* _Given request_: List every line of the data below that contains the word "white". Case counts, so match only lines where the word has the same capitalization.
─── Dataset content
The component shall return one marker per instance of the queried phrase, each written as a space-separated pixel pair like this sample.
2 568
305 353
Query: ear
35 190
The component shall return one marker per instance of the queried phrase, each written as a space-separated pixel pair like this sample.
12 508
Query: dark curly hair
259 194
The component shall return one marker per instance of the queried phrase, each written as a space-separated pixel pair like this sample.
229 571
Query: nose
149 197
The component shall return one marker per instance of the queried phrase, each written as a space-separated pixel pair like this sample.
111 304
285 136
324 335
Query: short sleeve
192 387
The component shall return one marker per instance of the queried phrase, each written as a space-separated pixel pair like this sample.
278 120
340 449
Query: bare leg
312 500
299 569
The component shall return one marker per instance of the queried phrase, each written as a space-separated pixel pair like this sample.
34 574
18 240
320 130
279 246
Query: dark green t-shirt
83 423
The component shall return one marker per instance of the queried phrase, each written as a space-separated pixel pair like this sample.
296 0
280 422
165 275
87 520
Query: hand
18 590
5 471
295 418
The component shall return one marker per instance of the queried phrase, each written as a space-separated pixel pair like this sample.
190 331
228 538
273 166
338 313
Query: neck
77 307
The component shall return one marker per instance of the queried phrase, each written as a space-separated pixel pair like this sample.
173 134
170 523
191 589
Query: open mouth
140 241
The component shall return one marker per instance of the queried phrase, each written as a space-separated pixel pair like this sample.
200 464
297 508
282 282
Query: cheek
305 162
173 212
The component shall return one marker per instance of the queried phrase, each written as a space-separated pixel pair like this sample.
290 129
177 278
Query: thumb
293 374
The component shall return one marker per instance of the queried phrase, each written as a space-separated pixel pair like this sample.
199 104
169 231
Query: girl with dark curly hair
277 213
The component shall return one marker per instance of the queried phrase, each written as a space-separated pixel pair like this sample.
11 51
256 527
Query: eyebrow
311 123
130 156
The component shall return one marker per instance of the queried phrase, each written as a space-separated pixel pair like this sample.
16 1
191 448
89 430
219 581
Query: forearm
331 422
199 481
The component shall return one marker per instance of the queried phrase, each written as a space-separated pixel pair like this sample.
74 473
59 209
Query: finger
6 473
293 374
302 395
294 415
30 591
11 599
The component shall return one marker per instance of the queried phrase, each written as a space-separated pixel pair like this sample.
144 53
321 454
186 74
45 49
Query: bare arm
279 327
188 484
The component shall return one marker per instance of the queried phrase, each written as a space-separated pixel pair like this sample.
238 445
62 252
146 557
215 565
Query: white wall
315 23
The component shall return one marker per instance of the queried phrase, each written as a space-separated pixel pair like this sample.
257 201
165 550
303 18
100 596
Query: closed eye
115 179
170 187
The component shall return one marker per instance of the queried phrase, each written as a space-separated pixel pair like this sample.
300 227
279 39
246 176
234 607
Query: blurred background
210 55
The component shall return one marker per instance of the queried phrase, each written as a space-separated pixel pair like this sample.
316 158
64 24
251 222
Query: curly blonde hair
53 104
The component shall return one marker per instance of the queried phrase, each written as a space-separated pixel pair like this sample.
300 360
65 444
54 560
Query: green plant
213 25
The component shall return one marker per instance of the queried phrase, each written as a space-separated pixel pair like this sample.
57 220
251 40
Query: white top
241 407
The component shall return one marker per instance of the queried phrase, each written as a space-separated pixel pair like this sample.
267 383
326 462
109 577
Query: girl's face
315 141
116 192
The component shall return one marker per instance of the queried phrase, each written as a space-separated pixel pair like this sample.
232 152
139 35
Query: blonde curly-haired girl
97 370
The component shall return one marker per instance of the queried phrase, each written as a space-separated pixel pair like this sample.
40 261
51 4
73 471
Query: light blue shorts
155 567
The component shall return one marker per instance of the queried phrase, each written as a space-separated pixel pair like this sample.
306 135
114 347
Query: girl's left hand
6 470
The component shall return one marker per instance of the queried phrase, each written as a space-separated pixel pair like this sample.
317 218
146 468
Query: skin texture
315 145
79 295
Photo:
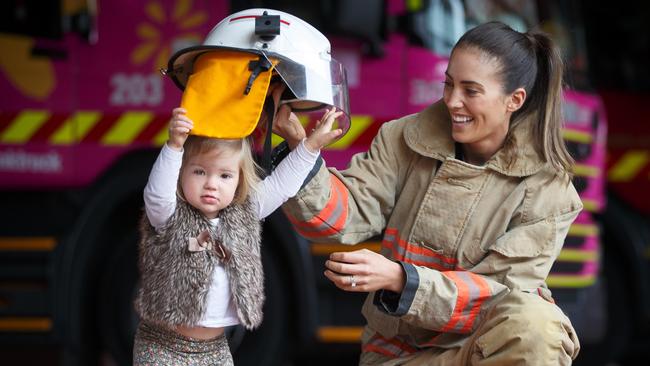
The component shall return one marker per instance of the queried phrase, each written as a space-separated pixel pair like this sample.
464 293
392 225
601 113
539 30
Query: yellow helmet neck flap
225 94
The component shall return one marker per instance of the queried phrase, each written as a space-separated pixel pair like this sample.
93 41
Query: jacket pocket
528 240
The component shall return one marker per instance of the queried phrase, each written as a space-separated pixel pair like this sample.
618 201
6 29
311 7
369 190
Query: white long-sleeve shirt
160 204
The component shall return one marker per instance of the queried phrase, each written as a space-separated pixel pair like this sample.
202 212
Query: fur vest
175 280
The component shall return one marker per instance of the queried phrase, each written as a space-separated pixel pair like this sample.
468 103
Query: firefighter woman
473 197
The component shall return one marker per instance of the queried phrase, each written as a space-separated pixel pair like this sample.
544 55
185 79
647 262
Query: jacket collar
429 134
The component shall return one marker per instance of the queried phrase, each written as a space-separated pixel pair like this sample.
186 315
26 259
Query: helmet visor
317 85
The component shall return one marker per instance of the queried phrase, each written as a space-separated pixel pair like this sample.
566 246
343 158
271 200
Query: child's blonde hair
248 169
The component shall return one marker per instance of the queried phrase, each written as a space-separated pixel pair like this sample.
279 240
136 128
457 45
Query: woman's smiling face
──────
* _Response to the task_:
Query: white wall
Query: white top
Query: white long-sleeve shirt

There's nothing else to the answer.